Extracted data entries:
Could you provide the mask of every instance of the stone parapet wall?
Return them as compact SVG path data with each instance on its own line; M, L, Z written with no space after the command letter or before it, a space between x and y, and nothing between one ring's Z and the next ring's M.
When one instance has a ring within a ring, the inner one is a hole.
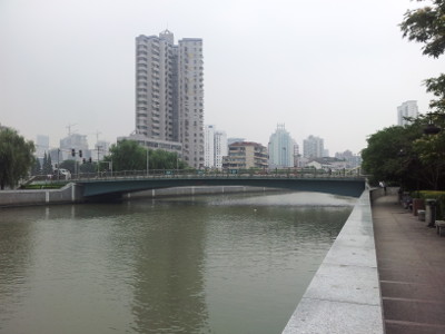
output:
M365 190L283 334L383 334L370 194Z

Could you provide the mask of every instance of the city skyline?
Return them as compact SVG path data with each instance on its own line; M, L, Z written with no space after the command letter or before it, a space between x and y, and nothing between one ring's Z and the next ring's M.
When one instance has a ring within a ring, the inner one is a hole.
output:
M204 124L266 146L286 124L298 144L314 135L332 155L358 153L400 102L425 114L422 81L442 69L398 28L425 3L357 2L2 1L0 122L51 146L72 124L111 143L130 135L135 36L167 28L204 41Z

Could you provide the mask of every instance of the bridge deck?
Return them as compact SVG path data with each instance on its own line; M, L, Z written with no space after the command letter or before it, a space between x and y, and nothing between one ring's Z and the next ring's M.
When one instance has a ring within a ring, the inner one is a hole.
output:
M85 197L116 195L148 189L190 186L250 186L318 191L358 197L365 189L364 177L296 177L285 176L105 176L73 180L81 185Z

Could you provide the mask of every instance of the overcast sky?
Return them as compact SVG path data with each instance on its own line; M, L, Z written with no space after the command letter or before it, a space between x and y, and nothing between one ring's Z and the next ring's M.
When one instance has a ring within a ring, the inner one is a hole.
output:
M0 124L51 146L71 131L116 141L135 129L135 38L202 38L205 124L267 145L277 124L300 145L359 153L432 96L443 59L398 24L409 0L0 0ZM301 148L300 148L301 149Z

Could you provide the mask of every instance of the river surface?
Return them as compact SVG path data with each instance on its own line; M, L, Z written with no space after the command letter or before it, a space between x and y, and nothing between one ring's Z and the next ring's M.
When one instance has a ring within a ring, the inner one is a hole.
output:
M356 199L0 209L0 333L281 333Z

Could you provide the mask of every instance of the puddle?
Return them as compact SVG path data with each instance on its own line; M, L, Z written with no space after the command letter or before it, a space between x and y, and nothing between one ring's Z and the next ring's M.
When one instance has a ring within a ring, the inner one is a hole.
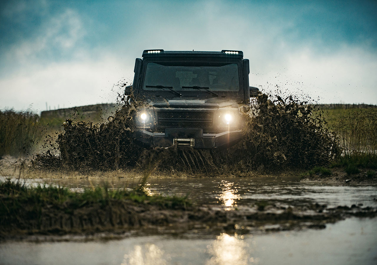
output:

■ OBJECTIVE ■
Render the rows above as a Markdown table with two columns, "Number" and "Line," giving each line its own row number and skipping blank lines. Omit the pictures.

■ RESPONSE ■
| Number | Line |
|---|---|
| 1 | Could you provide the mask of every instance of the stone parapet wall? |
| 2 | Return them as compact SVG path data with each instance on its own line; M, L, Z written with no space after the command letter or before it, a space between x and y, and nothing between one ring's Z and the next ring's M. |
| 3 | When one instance has a ring within a ring, the inner one is a hole. |
| 4 | output: |
| 5 | M365 190L283 334L383 334L370 194Z |
| 6 | Could you provide the mask of every instance of the city skyline? |
| 7 | Return them as compact SVG path data with each instance on its own line; M, L, Z written with no space after the command letter or before it, a space between x and y, and nothing between one ring's Z and the next ring's M. |
| 8 | When one instance has a ring within a ring, the inner one is a hole. |
| 9 | output: |
| 10 | M204 124L266 146L286 124L298 144L314 135L332 155L358 153L400 102L425 114L422 81L442 69L398 28L425 3L357 2L2 1L0 122L51 146L72 124L111 143L130 135L135 36L167 28L204 41Z |
| 11 | Could you provide the mask of every instance of the bridge deck? |
| 12 | Return them as compact SVG path data with each instance on its own line; M, L, Z written with no space after the command letter or before it, a space between x and y, and nothing between one ring's Z and the next ring's M. |
| 13 | When one instance has a ring within a ring, the inner one is a hole. |
| 14 | output: |
| 15 | M85 197L116 195L148 189L190 186L250 186L318 191L358 197L365 189L364 177L296 177L285 176L105 176L73 180L81 185Z |
| 16 | Could you provide the mask of every instance of the overcast sky? |
| 17 | Return them as compact SVG path data with each instance on its own line; M, L, Z written with no space after the command letter or before it, a space between x and y, and nothing between one ring's Z and the next ring's M. |
| 18 | When one instance has a ring within a ring, the inner one is a hole. |
| 19 | output: |
| 20 | M0 124L51 146L71 131L116 141L135 129L135 38L202 38L205 124L267 145L277 124L300 145L359 153L432 96L443 59L398 24L409 0L0 0ZM301 148L300 148L301 149Z |
| 21 | Could you provide the mask of every instance of the river surface? |
| 22 | Return them as compact SVG path data with each instance on its own line; M, L, Z written with no space after the command letter or before it, a space between x and y, and nothing between one ring's Z and the next ring's M. |
| 23 | When one instance has a ring within a ring, the inner one is a hole. |
| 24 | output: |
| 25 | M356 199L0 209L0 333L281 333Z |
| 26 | Could you provide the mask of every instance of the puddle? |
| 27 | Return them as compact SVG path data with each instance on its own line; M, L, Z written with no space after the command letter or before it, a space between x and y, and nothing between one ring's Z and the next ring's M. |
| 28 | When one instance has a ring within a ring, the inner one is a hole. |
| 29 | output: |